## [EXTRAIT DU DOCUMENT]
::::::::

Le développement des compétences, enjeu dans les stratégies de nearshoring des entreprises

La fragilité des chaînes de valeur étendues au niveau mondial révélée par la crise du Covid-19 pourrait conduire les industriels à réinterroger leurs stratégies de localisation d'une partie de leurs activités de production et de distribution, en favorisant un mouvement de nearshoring.

Avec l’avènement du capitalisme libéral au début des années 80, la libre circulation des biens, des services, et plus encore du capital, est devenue le nouveau dogme, permettant aux entreprises d’opérer une allocation optimale de leurs moyens de production. Plus encore après la chute du Mur de Berlin, ce néolibéralisme économique a permis l’émergence de chaînes de valeur étendues au niveau mondial.

La pandémie de COVID-19 a toutefois révélé la fragilité de ces organisations « éclatées » et la dépendance de secteurs industriels entiers à l’égard de la Chine notamment : la mise à l’arrêt temporaire de l’économie chinoise a entraîné une rupture des chaînes d’approvisionnement d’entreprises multinationales, dépendant de la Chine pour leur cycle de production et de distribution ; la crise sanitaire a par ailleurs mis en évidence l’état de désarmement dans lequel se sont trouvés certains Etats, dont la France, pour faire face à la guerre contre le coronavirus (équipements médicaux, médicaments…). Quelques chiffres rendent compte de cette dépendance absolue : la Chine fournit actuellement 90% de la production mondiale de pénicilline, 80% de la vitamine C et 70% de l’acide citrique.

Afin de réduire à l’avenir ce risque, certains industriels pourraient revoir leur stratégie en relocalisant certaines de leurs activités de production en plus grande proximité des marchés de consommation et par la réorganisation de leurs circuits de distribution, en les ramenant à une échelle européenne plutôt que mondiale. Ce que les industries perdront en compétitivité – coûts du fait de la relocalisation d’une partie de leurs activités de production, en raison de coûts comparés de la main d’œuvre, elles s’efforceront de la regagner en agissant sur d’autres leviers, qu’il s’agisse notamment de la productivité du travail ou de l’automatisation des activités de manufacturing et de logistique.

::::::::

Images pour la localisation d'objets

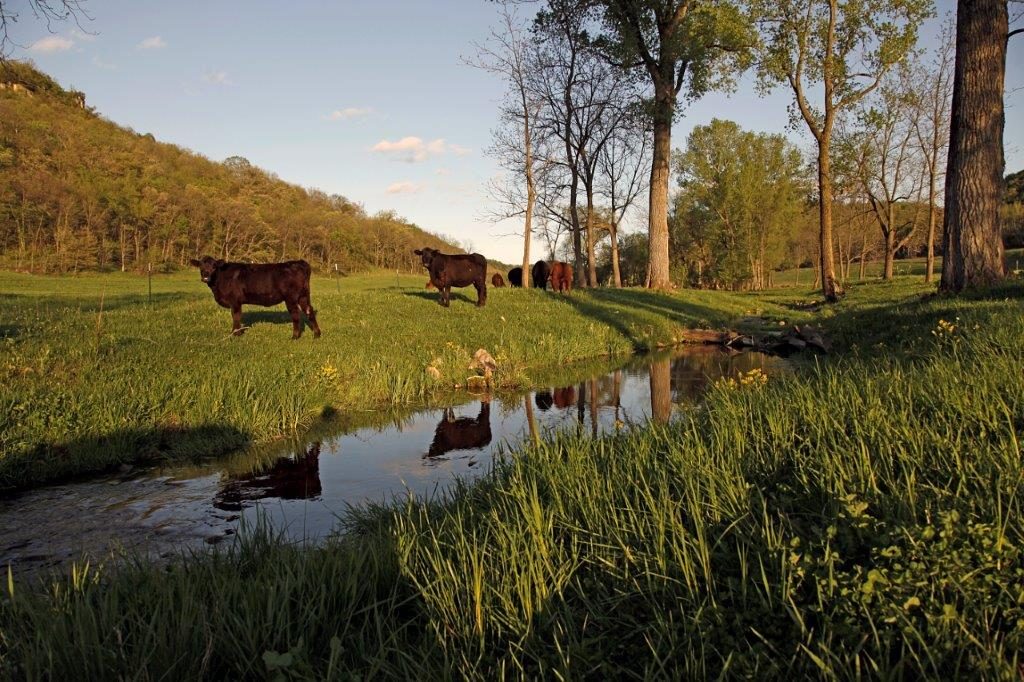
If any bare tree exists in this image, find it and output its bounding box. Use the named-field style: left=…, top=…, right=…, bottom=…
left=466, top=1, right=541, bottom=287
left=914, top=17, right=956, bottom=282
left=749, top=0, right=931, bottom=302
left=0, top=0, right=89, bottom=57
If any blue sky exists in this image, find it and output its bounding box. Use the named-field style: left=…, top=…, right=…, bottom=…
left=11, top=0, right=1024, bottom=262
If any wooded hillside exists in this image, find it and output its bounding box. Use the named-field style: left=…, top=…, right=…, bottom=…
left=0, top=61, right=459, bottom=272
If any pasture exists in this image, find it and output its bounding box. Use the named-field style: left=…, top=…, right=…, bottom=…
left=0, top=270, right=799, bottom=491
left=0, top=280, right=1024, bottom=679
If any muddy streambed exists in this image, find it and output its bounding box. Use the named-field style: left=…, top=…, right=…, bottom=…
left=0, top=346, right=787, bottom=574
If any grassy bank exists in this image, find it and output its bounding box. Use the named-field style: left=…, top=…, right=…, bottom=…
left=0, top=274, right=1024, bottom=679
left=0, top=272, right=787, bottom=491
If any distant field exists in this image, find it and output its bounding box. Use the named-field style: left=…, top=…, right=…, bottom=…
left=0, top=271, right=797, bottom=489
left=772, top=249, right=1024, bottom=287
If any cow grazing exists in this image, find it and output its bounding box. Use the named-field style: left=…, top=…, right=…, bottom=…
left=190, top=256, right=319, bottom=339
left=426, top=401, right=490, bottom=458
left=413, top=247, right=487, bottom=307
left=548, top=260, right=572, bottom=294
left=530, top=260, right=551, bottom=290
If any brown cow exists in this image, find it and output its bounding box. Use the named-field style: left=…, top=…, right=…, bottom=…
left=413, top=247, right=487, bottom=307
left=189, top=256, right=319, bottom=339
left=425, top=401, right=490, bottom=458
left=548, top=260, right=572, bottom=294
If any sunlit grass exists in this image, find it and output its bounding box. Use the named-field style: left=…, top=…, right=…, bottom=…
left=0, top=274, right=1024, bottom=679
left=0, top=272, right=783, bottom=489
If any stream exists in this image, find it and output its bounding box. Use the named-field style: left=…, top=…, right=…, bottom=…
left=0, top=346, right=788, bottom=576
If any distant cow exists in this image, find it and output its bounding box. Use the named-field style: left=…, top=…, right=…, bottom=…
left=189, top=256, right=319, bottom=339
left=413, top=247, right=487, bottom=307
left=213, top=442, right=323, bottom=511
left=548, top=260, right=572, bottom=294
left=530, top=260, right=551, bottom=289
left=426, top=401, right=490, bottom=458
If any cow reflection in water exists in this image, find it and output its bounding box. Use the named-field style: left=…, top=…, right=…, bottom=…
left=424, top=400, right=490, bottom=459
left=534, top=391, right=555, bottom=412
left=555, top=386, right=575, bottom=410
left=213, top=442, right=322, bottom=511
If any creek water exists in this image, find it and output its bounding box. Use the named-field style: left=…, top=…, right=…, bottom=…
left=0, top=346, right=787, bottom=574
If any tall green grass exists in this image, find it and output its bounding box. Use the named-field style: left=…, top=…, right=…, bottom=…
left=0, top=273, right=790, bottom=491
left=0, top=276, right=1024, bottom=679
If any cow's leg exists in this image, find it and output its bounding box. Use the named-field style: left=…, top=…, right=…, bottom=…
left=287, top=302, right=302, bottom=339
left=299, top=293, right=319, bottom=339
left=473, top=280, right=487, bottom=308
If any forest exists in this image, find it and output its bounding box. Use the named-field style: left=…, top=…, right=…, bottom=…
left=0, top=60, right=456, bottom=273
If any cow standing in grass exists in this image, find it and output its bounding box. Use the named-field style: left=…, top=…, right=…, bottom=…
left=548, top=260, right=572, bottom=294
left=413, top=247, right=487, bottom=307
left=190, top=256, right=321, bottom=339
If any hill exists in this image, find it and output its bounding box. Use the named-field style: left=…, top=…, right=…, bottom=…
left=0, top=61, right=459, bottom=272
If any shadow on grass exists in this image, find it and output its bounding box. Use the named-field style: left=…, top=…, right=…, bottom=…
left=0, top=424, right=252, bottom=494
left=402, top=291, right=476, bottom=305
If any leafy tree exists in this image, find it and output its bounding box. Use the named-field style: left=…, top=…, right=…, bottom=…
left=672, top=119, right=807, bottom=289
left=581, top=0, right=753, bottom=289
left=749, top=0, right=932, bottom=301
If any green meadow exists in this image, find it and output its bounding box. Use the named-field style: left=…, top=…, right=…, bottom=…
left=0, top=275, right=1024, bottom=680
left=0, top=271, right=793, bottom=491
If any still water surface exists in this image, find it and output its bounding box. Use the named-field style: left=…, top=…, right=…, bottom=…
left=0, top=346, right=786, bottom=574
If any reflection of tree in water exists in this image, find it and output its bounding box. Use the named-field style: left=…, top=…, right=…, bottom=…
left=213, top=441, right=322, bottom=511
left=647, top=357, right=672, bottom=423
left=424, top=400, right=490, bottom=458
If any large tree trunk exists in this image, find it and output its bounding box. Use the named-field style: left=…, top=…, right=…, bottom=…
left=647, top=86, right=676, bottom=289
left=940, top=0, right=1009, bottom=292
left=818, top=136, right=843, bottom=296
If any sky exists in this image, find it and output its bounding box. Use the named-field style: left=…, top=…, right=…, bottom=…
left=10, top=0, right=1024, bottom=262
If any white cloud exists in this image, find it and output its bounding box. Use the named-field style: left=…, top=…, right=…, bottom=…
left=372, top=135, right=469, bottom=163
left=325, top=106, right=374, bottom=121
left=384, top=180, right=423, bottom=195
left=203, top=71, right=231, bottom=85
left=29, top=36, right=75, bottom=52
left=137, top=36, right=167, bottom=50
left=92, top=54, right=118, bottom=71
left=68, top=29, right=97, bottom=43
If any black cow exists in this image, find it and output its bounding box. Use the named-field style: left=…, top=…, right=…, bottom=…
left=413, top=247, right=487, bottom=307
left=425, top=401, right=490, bottom=458
left=530, top=260, right=551, bottom=290
left=190, top=256, right=319, bottom=339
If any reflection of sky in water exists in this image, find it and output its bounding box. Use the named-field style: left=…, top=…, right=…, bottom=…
left=0, top=348, right=784, bottom=568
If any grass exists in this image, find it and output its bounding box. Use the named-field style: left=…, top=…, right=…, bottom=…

::::::::

## [CONSIGNE]
Poursuivez l'article sur le nearshoring à partir de sa dernière phrase. Ces items n'ont aucun lien avec l'article sur le nearshoring.

## [RÉSULTAT]
Même s’il s’agit encore d’une hypothèse non validée à ce jour par les faits ou les annonces d’entreprises multinationales, il n’en reste pas moins que d’autres questions se posent alors : quels seront les territoires qui pourraient bénéficier de cette stratégie de « nearshoring » ? Quelle sera l’échelle pertinente pour les entreprises ? Quels seront les déterminants de la relocalisation d’une partie des activités industrielles, et dans son sillage des services associés aux industries ?

S’il en est un que la France doit favoriser, afin que le mouvement de reconfiguration des écosystèmes productifs à l’échelle des grandes régions économiques s’opère au bénéfice de son territoire, c’est certainement celui du capital humain. Dans ses modes d’intervention, l’Etat doit plus que jamais favoriser le développement des compétences des actuels et futurs actifs, au travers de sa politique d’éducation et de formation professionnelle, afin d’une part de maintenir un niveau élevé et croissant de productivité du travail pour les entreprises et d’autre part d’accompagner l’industrie dans sa mutation vers l’usine du futur ou l’usine 4.0.

Le lancement annoncé le 4 juin dernier par la ministre du Travail d’une concertation avec les partenaires sociaux pour définir un plan de relance de la formation professionnelle va dans ce sens. S’appuyant sur  la conviction qu’il ne pourra pas y avoir de plan de transformation de l’économie sans un plan massif d’investissement dans les compétences, ce « plan d’adaptation de la politique des compétences » devra être conçu en cohérence avec le plan de relance économique élaboré par le ministère de l’Economie et des Finances. Rendez-vous désormais au mois de septembre prochain, échéance annoncée pour la présentation de ce plan de relance de la formation professionnelle par le Président de la République.